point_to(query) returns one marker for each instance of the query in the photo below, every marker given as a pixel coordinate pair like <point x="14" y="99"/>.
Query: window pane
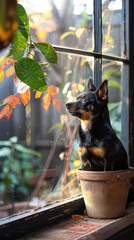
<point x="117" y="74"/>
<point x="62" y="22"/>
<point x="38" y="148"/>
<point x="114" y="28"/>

Objective:
Put the records above into a two-column CSV with the headers record_text and answer, one row per record, with each field in double quotes and line breaks turned into spaces. Leave out the pictures.

Answer to this task:
record_text,answer
"point_to(query) returns one marker for each instance of the query in the photo below, every marker given as a pixel coordinate pair like <point x=""14"" y=""99""/>. Query: window pane","<point x=""117"" y=""74""/> <point x=""62"" y=""22""/> <point x=""38"" y=""148""/> <point x=""114"" y=""28""/>"